>>>

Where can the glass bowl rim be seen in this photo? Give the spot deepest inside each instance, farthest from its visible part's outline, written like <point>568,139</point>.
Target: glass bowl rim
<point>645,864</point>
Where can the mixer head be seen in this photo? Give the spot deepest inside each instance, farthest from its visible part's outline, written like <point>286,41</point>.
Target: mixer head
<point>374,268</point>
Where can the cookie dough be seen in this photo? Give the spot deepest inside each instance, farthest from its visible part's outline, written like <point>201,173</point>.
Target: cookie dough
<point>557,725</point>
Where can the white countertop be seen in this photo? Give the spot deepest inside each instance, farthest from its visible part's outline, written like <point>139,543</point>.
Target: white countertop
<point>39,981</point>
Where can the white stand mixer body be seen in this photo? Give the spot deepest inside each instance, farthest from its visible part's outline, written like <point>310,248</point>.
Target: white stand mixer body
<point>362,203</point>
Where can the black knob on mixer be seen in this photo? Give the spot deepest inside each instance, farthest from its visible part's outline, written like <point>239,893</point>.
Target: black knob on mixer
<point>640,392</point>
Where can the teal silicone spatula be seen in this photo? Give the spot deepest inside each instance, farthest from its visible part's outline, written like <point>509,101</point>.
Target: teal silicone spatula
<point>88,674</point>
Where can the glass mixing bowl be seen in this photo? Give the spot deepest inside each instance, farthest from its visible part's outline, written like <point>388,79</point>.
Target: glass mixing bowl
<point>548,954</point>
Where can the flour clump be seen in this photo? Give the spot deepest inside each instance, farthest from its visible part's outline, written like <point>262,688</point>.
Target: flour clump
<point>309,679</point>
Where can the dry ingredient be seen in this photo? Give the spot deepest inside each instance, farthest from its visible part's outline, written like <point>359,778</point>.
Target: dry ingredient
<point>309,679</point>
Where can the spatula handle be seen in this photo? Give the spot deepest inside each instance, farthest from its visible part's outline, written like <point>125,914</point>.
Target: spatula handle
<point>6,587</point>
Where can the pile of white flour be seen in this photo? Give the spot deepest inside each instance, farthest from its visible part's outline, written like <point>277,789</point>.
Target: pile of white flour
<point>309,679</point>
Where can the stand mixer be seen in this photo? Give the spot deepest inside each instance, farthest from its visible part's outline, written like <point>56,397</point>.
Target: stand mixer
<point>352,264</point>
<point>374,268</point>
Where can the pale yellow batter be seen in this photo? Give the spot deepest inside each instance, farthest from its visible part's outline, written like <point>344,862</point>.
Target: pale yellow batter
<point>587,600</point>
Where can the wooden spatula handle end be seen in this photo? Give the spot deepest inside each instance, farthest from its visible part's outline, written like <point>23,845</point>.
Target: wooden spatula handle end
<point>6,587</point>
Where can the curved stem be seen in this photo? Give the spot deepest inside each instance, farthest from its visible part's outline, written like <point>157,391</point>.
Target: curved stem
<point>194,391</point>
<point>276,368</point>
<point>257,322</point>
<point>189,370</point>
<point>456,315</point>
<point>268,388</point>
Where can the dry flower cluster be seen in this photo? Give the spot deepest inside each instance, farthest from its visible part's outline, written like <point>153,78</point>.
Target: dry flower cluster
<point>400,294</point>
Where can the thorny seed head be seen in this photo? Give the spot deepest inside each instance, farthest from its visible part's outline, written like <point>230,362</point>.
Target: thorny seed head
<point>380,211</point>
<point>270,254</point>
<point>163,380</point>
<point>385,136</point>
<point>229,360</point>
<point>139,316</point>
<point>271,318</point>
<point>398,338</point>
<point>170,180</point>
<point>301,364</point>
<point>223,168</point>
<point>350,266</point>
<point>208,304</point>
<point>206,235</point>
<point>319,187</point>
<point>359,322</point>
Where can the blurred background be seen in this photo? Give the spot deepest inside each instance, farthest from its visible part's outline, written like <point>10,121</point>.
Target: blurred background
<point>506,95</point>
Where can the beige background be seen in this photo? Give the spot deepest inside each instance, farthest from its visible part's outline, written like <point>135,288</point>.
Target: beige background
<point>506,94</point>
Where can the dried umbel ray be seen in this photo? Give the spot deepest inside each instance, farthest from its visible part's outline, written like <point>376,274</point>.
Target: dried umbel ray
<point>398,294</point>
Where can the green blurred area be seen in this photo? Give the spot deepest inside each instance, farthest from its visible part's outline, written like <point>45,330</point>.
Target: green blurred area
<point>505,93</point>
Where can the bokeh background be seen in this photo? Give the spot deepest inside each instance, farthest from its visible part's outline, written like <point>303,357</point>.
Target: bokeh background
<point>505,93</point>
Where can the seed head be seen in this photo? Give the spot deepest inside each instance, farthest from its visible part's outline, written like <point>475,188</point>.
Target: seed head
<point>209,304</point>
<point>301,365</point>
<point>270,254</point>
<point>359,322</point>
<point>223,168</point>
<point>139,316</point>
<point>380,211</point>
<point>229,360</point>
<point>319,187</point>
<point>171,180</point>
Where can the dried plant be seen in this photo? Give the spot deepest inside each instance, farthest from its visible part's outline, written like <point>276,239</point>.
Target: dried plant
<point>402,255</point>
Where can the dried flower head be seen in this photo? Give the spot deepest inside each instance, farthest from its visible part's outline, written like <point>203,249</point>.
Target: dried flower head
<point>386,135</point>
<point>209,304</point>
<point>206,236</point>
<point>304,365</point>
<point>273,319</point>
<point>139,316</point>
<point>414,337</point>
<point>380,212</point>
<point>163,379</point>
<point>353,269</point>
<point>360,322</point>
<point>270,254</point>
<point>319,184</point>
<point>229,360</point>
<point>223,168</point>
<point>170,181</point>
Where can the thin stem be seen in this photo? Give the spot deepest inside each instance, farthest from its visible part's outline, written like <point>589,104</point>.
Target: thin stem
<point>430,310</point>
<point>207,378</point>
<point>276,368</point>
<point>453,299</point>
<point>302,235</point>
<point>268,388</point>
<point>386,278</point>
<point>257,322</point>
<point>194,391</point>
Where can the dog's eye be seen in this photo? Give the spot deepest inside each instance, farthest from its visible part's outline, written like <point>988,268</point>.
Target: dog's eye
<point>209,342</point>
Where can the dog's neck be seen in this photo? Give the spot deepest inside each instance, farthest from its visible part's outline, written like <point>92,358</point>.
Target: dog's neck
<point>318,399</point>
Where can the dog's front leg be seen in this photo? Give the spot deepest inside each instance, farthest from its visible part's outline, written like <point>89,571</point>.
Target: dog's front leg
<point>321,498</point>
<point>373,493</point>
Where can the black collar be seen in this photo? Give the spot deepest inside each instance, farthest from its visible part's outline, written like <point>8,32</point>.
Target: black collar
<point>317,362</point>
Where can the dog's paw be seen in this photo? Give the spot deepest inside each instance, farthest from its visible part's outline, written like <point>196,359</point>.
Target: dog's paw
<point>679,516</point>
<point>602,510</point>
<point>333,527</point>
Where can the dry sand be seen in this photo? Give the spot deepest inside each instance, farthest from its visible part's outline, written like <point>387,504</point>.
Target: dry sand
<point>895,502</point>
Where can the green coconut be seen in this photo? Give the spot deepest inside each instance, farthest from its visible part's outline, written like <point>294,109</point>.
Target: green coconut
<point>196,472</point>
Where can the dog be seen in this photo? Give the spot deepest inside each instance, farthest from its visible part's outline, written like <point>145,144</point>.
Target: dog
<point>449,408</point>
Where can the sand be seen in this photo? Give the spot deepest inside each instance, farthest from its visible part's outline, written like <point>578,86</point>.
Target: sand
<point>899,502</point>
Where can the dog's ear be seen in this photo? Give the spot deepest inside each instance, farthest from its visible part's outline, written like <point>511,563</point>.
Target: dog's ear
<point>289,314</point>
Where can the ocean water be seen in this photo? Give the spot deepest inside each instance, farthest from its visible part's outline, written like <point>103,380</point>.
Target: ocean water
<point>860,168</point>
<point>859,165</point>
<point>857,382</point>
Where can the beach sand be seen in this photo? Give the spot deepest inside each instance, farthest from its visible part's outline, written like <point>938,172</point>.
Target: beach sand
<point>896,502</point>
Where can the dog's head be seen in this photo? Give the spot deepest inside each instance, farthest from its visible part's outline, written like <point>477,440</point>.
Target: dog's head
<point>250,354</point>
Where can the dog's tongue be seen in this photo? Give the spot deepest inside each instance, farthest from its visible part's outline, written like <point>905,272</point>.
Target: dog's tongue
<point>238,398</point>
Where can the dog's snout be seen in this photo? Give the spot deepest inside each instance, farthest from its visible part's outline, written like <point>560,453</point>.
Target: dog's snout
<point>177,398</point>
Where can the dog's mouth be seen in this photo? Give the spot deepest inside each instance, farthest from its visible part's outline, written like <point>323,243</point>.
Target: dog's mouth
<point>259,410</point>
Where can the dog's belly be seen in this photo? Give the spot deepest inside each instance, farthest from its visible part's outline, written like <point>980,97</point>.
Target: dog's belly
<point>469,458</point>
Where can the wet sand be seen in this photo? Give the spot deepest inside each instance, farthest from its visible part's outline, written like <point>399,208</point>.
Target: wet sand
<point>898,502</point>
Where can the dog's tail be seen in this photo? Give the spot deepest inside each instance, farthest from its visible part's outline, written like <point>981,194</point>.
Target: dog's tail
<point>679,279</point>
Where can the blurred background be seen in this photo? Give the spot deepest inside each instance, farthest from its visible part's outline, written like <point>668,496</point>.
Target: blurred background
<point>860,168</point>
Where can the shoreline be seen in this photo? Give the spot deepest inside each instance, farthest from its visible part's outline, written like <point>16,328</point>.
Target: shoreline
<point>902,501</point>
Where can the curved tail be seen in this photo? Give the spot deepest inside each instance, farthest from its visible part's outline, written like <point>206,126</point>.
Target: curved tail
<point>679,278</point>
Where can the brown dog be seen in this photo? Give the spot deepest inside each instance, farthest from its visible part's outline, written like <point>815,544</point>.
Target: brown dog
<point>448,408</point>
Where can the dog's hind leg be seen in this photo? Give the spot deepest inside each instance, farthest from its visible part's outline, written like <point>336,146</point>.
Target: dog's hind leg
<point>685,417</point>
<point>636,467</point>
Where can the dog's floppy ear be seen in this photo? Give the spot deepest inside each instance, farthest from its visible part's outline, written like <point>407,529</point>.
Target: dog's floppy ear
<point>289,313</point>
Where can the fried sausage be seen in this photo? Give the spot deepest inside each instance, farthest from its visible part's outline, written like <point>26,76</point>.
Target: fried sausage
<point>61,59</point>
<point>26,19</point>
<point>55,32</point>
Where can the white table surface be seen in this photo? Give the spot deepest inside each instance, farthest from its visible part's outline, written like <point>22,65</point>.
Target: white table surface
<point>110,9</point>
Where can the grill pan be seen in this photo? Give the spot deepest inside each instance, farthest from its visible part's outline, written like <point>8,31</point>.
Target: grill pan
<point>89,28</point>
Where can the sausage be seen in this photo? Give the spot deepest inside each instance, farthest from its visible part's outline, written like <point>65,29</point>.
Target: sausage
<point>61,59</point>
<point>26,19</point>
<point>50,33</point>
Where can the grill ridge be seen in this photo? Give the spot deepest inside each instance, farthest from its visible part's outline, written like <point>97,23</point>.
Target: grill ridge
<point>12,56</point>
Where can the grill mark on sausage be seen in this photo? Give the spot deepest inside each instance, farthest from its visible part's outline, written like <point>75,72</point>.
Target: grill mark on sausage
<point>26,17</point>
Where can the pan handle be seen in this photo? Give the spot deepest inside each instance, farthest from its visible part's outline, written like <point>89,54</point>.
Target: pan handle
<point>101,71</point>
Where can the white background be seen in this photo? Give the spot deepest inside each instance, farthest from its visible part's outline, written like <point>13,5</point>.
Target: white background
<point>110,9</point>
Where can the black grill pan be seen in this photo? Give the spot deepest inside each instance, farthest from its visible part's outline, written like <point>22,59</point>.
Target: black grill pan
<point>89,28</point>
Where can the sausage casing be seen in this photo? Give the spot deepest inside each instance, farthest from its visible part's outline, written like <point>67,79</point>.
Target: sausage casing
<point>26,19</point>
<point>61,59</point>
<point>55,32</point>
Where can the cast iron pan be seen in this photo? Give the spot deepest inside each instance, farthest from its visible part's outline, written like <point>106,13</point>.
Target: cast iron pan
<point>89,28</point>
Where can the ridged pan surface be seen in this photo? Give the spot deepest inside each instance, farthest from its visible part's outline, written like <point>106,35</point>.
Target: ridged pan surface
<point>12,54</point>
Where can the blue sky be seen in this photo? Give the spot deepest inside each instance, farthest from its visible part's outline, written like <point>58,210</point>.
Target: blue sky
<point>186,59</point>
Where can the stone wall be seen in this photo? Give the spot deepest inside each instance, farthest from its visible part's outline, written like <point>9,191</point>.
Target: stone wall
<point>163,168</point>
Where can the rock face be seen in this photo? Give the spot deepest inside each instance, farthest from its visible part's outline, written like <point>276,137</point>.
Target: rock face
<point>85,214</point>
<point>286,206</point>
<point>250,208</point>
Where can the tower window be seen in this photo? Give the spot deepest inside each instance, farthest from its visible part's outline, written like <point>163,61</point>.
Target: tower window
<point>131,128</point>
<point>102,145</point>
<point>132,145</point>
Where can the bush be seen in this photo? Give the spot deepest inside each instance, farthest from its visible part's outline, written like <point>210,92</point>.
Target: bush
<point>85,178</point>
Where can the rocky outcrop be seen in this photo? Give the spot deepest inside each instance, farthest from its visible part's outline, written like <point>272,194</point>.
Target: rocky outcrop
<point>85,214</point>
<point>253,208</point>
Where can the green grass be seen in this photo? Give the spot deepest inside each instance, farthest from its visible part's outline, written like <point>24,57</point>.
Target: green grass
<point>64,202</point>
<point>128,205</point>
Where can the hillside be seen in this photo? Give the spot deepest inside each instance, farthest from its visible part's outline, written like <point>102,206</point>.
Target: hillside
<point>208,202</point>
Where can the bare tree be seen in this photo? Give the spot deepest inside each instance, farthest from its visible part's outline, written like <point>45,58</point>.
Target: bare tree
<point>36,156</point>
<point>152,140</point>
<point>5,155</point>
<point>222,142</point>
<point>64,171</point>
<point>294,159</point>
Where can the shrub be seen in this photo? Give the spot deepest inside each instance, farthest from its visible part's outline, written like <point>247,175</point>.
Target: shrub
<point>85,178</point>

<<<

▸ Exercise description
Give back, unchanged, every line from the one with "Where can the hillside" to the end of the entries above.

▸ Written solution
Where can the hillside be seen in this photo? Give the spot deepest inside each instance, farthest from its visible part's outline, written like <point>102,206</point>.
Target: hillside
<point>208,202</point>
Where can the bare tree be seen in this photo? Give the spot deepest inside each instance, farthest from its visible part's outline, written like <point>45,58</point>.
Target: bare tree
<point>36,156</point>
<point>152,140</point>
<point>5,155</point>
<point>222,142</point>
<point>64,171</point>
<point>294,159</point>
Where can the shrub be seen in this photo? Give the spot deepest inside each instance, farthest from its visible part's outline, written like <point>247,175</point>.
Target: shrub
<point>85,178</point>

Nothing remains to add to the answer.